What to make of what they have to offer in the two distinct gallery spaces hiding up there above the pub also known as The Approach. Still not sure why they choose to hide up there rather than hint that there might just be a rather big and often very rewarding art gallery up those awkward stairs is still a bit of a mystery, I guess it does in some kind of way add to the drama of it all,some sort of secret that only those who know know. And as is (almost) always the case, there are two shows opening at the same time in the two gallery rooms tonight.
Sara Barker is in the small annexe space with a show called [hems], it is her work that has attracted us to the gallery tonight – “For [hems], Glasgow-based artist Sara Barker is showing a series of new sculptures. The title takes its inspiration from the humble edge that borders a skirt, handkerchief, or sleeve; a neat and folded trim, tucking away the messy tangles of loose thread and fabric underneath. In relation to Barker’s sculptures, the hem evokes figurative associations, making connections to the things which contain and hold the body. The hem also draws attention to the physical – as well as metaphorical – edges and borders of things: both the works themselves and the exhibition as a whole are in a capsulated form. Though smaller than much of her previous work, the pieces in this new series retain Barker’s distinctive artistic language where she blurs the thresholds between sculpture, painting and drawing. Employing these disciplines and their associated materials and techniques, Barker’s sculptures create both physical and metaphysical space, sometimes expansive, and at others, claustrophobic”.

Data extract
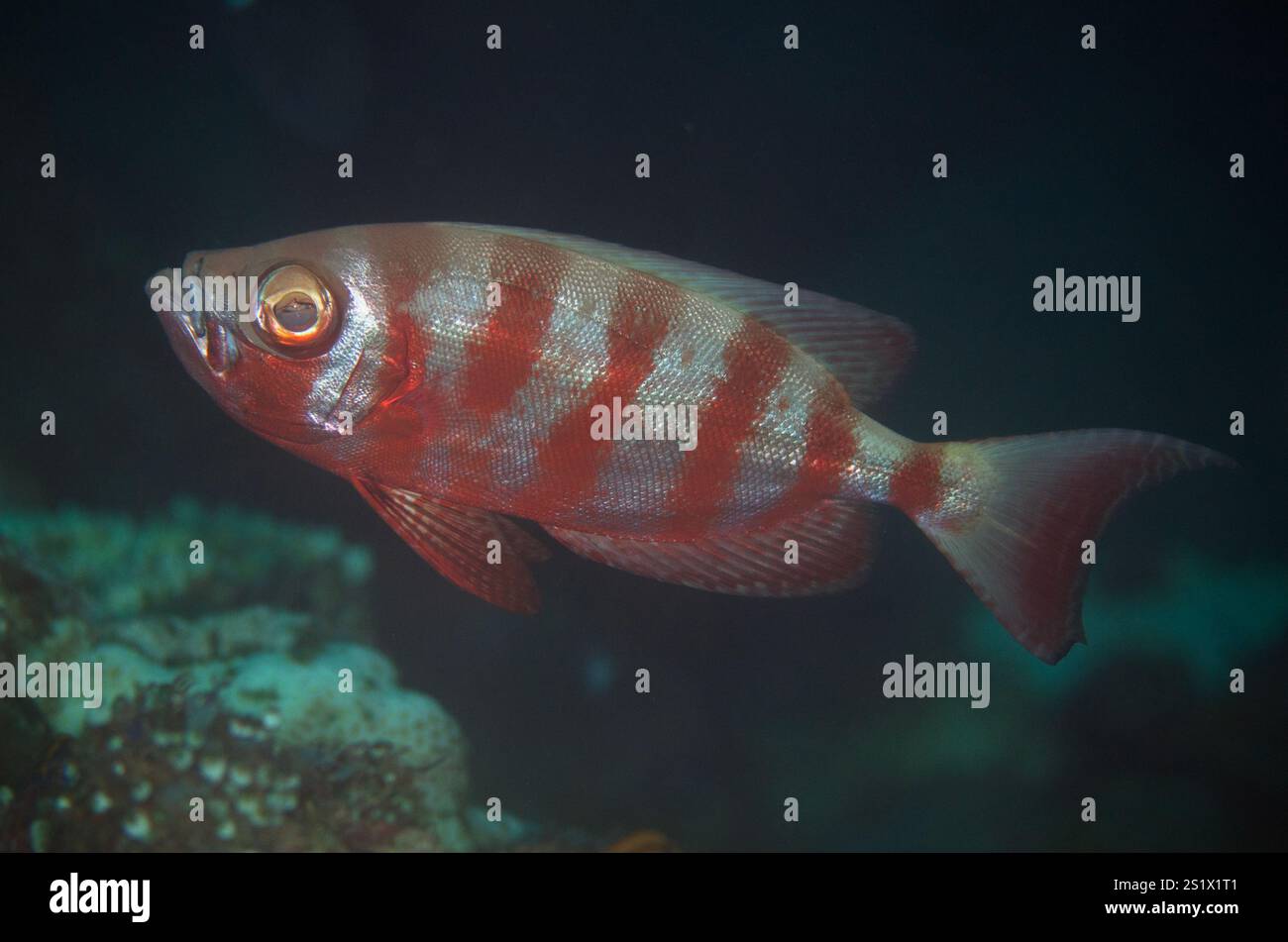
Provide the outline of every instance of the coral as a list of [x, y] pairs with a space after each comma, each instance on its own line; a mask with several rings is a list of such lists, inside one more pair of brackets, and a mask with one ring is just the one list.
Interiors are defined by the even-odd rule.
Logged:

Objectives
1 - Answer these from the exhibition text:
(a) Where are the two gallery spaces located?
(b) Where is Sara Barker based?
(c) What does the title [hems] take its inspiration from?
2 - Repeat the part of the exhibition text from the words "What to make" up to and including the words "gallery rooms tonight.", word for word.
The listing has no connection to the exhibition text.

Results for each task
1 -
(a) Above the pub also known as The Approach.
(b) Glasgow.
(c) The humble edge that borders a skirt, handkerchief, or sleeve.

2 -
What to make of what they have to offer in the two distinct gallery spaces hiding up there above the pub also known as The Approach. Still not sure why they choose to hide up there rather than hint that there might just be a rather big and often very rewarding art gallery up those awkward stairs is still a bit of a mystery, I guess it does in some kind of way add to the drama of it all,some sort of secret that only those who know know. And as is (almost) always the case, there are two shows opening at the same time in the two gallery rooms tonight.